▸ RECORD LIST
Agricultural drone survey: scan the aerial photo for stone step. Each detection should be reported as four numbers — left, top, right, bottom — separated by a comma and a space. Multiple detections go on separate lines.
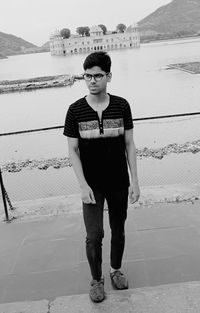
0, 281, 200, 313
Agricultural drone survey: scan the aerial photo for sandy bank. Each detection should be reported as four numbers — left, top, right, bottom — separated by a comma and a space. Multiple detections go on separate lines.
0, 75, 82, 94
1, 139, 200, 173
0, 184, 200, 221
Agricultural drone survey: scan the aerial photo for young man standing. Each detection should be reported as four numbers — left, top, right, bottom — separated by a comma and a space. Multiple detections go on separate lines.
64, 51, 140, 302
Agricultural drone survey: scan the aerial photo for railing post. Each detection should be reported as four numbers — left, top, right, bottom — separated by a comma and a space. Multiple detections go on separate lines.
0, 168, 10, 222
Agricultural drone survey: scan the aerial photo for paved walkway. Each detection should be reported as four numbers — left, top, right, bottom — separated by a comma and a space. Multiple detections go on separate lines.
0, 200, 200, 313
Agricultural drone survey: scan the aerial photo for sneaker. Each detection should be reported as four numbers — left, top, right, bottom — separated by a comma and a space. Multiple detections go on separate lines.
89, 278, 105, 302
110, 270, 128, 290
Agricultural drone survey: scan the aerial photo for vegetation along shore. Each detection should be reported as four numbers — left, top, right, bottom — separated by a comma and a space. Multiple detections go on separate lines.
1, 139, 200, 173
0, 74, 82, 94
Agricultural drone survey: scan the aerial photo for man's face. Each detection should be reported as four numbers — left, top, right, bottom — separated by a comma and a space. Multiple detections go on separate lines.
84, 66, 111, 95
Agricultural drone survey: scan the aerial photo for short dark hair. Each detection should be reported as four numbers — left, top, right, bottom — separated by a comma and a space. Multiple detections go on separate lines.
83, 51, 111, 73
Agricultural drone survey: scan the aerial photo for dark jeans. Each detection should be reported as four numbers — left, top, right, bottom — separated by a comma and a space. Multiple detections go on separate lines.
83, 189, 128, 280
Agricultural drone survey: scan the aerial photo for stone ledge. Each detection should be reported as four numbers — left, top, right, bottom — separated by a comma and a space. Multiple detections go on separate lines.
0, 281, 200, 313
0, 184, 200, 221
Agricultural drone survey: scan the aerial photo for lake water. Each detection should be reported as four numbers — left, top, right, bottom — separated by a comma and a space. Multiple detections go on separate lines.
0, 39, 200, 199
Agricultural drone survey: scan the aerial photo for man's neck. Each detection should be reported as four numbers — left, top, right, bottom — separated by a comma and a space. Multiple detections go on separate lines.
87, 92, 109, 105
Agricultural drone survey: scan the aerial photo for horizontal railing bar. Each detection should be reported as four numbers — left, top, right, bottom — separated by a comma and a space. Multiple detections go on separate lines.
0, 112, 200, 137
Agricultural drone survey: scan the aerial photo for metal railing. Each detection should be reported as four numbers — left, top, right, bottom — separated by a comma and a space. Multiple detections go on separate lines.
0, 112, 200, 222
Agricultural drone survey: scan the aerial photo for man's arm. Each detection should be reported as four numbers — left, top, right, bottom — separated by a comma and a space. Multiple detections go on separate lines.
67, 137, 95, 204
125, 129, 140, 203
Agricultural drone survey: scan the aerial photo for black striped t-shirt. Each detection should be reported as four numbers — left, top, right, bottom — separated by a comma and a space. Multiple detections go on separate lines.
64, 95, 133, 190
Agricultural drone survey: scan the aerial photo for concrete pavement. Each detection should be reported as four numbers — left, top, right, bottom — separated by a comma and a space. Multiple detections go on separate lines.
0, 190, 200, 313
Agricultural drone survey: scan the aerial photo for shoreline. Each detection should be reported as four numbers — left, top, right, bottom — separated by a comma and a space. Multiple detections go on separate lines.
0, 74, 82, 94
1, 139, 200, 173
0, 184, 200, 222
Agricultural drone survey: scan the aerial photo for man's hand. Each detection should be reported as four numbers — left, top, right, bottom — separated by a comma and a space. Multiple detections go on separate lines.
81, 185, 96, 204
129, 183, 140, 204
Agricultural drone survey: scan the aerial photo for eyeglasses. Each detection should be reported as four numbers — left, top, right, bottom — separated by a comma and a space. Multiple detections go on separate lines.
83, 73, 108, 82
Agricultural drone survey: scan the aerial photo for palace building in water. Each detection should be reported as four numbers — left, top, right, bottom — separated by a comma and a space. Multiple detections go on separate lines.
50, 24, 140, 55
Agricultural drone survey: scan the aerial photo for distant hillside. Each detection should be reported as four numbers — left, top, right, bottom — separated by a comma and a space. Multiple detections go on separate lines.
138, 0, 200, 39
0, 32, 37, 56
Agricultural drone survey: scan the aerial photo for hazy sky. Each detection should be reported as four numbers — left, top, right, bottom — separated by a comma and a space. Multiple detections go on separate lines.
0, 0, 171, 46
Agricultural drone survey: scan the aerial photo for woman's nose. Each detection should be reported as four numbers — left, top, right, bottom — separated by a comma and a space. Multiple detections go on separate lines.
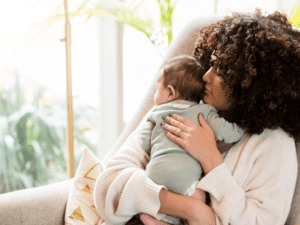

▸ INSTRUCTIONS TO FOLLOW
Copy all of the data above word for word, but leave the pictures out.

▸ SOLUTION TO THE EXERCISE
Agricultural drone survey: scan the aerial photo for stone step. Each detection should be reported as four numbers — left, top, right, bottom — separated by a comma and a space. Multiple detections go on separate lines.
0, 281, 200, 313
Agricultural drone survey: scan the aerial photo for sandy bank. Each detection should be reported as four numbers — left, top, right, bottom — separated by a comma and a space. Multiple detections go on separate lines.
0, 75, 82, 94
1, 139, 200, 173
0, 184, 200, 221
Agricultural drone survey: scan the aerial photo for young man standing. Each detection should be reported as four numbers — left, top, right, bottom — separated by a comma and a space. Multiple detections go on separate lines.
64, 51, 140, 302
Agricultural drone survey: scan the aerial photo for railing post. Each detection should be reported as four numbers — left, top, right, bottom — separated by a comma and a space. Multiple detections go on separate lines.
0, 168, 10, 222
Agricultural drone survey: scan the aerial photo for paved walkway. Each detection should be reported as four numbers — left, top, right, bottom — separated by a comma and a space. Multiple detections go on separate lines.
0, 200, 200, 313
Agricultural drone survey: scan the aerial photo for sneaker. Each detection should be reported as four numbers — left, top, right, bottom — separated by a comma and a space. Multiple detections go on separate lines.
89, 278, 105, 302
110, 270, 128, 290
Agricultural drone survey: scan the aerial photo for vegetation along shore. Each detection should be reported as four numbers — left, top, right, bottom — separated by a comma and a space. Multiple detections go on separate lines.
1, 139, 200, 173
0, 74, 82, 94
Agricultural drone survey: scan the aerial photo for man's face. Each detection should be reported as four numbers — left, top, right, bottom — separated by a comma and a space. Multiple detections go on separate lines.
84, 66, 111, 95
Agricultural drone survey: scan the aerial photo for short dark hair. Each detection should be reported as four numbers — left, top, right, bottom — separated by a comma and a space. Multiple detections go on separate lines.
83, 51, 111, 73
Agricultural drone survey: scan the aerial photo for dark jeans. Each detection should be reported as four numbers — left, top, right, bottom — separated by a comma and a space. Multiple detections go on separate lines.
83, 189, 128, 280
Agricultural drone survey: scan the aerial photo for stone ledge. Each detection should be reported as four numbers — left, top, right, bottom — separated by a comma and a space. Multiple detections go on separate lines.
0, 281, 200, 313
0, 184, 200, 221
Agricultural drone survey: scan the aerial photo for lake water. Each detection should be reported as four numbers — left, top, right, bottom — separated by a comma and a space. Multiple detections go on separate lines.
0, 39, 200, 199
Agricultural drone survey: scan the aerial photo for man's neck. Each detection should be reported as four numbers — left, top, right, bottom — separated by a comma and a space. Multiple detections go on separate lines.
87, 92, 109, 105
Agricultural drone survey: scan the aerial photo for horizontal railing bar. Each detection should be reported as four numbers — left, top, right, bottom — separated by a comma and a space. Multiple detections go on separate lines.
0, 112, 200, 137
Agricultural drone survey: scan the aerial photo for metal railing. Each detection should be reported as four numbers — left, top, right, bottom — separated by a comma and a space. Multiple detections go on separate lines.
0, 112, 200, 222
Agricultural drone survey: scan the aerial photo for man's arm. Each detection should be reported as four numbers — left, top, right, bottom — separated by a comma and a space. Multiple detections go on separate lines.
67, 137, 95, 204
125, 129, 140, 203
Agricultural drone survey: scan the aerial photo for black striped t-shirt. Each detection should be reported as four numbers — left, top, right, bottom — separated by a comma and a space. Multiple detections go on separate lines.
64, 95, 133, 190
Agricultural drone survey: scan the aerial photo for concrete pavement. Each detection should be reported as four numbers — left, top, right, bottom — separated by a comma and a space. Multiple detections go on separate lines.
0, 190, 200, 313
Agricultural drone survey: scan the aerial photo for shoreline. Each detection should be reported as four numbers — left, top, right, bottom — separated by a comma and a space. Multiple detections go on separate lines.
0, 74, 82, 94
1, 139, 200, 173
0, 184, 200, 222
Agricultural drone survey: scan the aerial photo for man's hand. Each detection should be reported as four numbers — left, top, right, bottom — separated by a comma and a space. Multiple detections go on separate lines.
81, 185, 96, 204
129, 183, 140, 204
Agricultural drone survey: scan the aerial photo for eyeglasses. Each detection should be reported as four numbers — left, top, right, bottom — separated by a comma and a space. Multiple detections go on separate lines.
83, 73, 108, 82
Agricultural drone survey: scan the aerial photo for palace building in water. Each detection should be reported as four numbers — left, top, right, bottom — separated by a comma and a space. Multiple detections go on separate lines.
50, 24, 140, 55
Agricultural drone survey: scan the aerial photo for distant hillside. Each detection should be reported as four numbers — left, top, right, bottom — separated by a comma and a space. Multiple detections go on separate lines.
138, 0, 200, 39
0, 32, 37, 56
Agricultural drone survey: scan the aerial photo for hazy sky. Each detection should be reported as four numbers — left, top, right, bottom — separated by a comma and a space. Multiple detections go on separate lines.
0, 0, 171, 46
Agricultural drone survey: scan the aerial photo for woman's nose. Each detection should be reported as four numbers — left, top, right, bottom — separated by a comma and a space. Multiple detections go on separate lines.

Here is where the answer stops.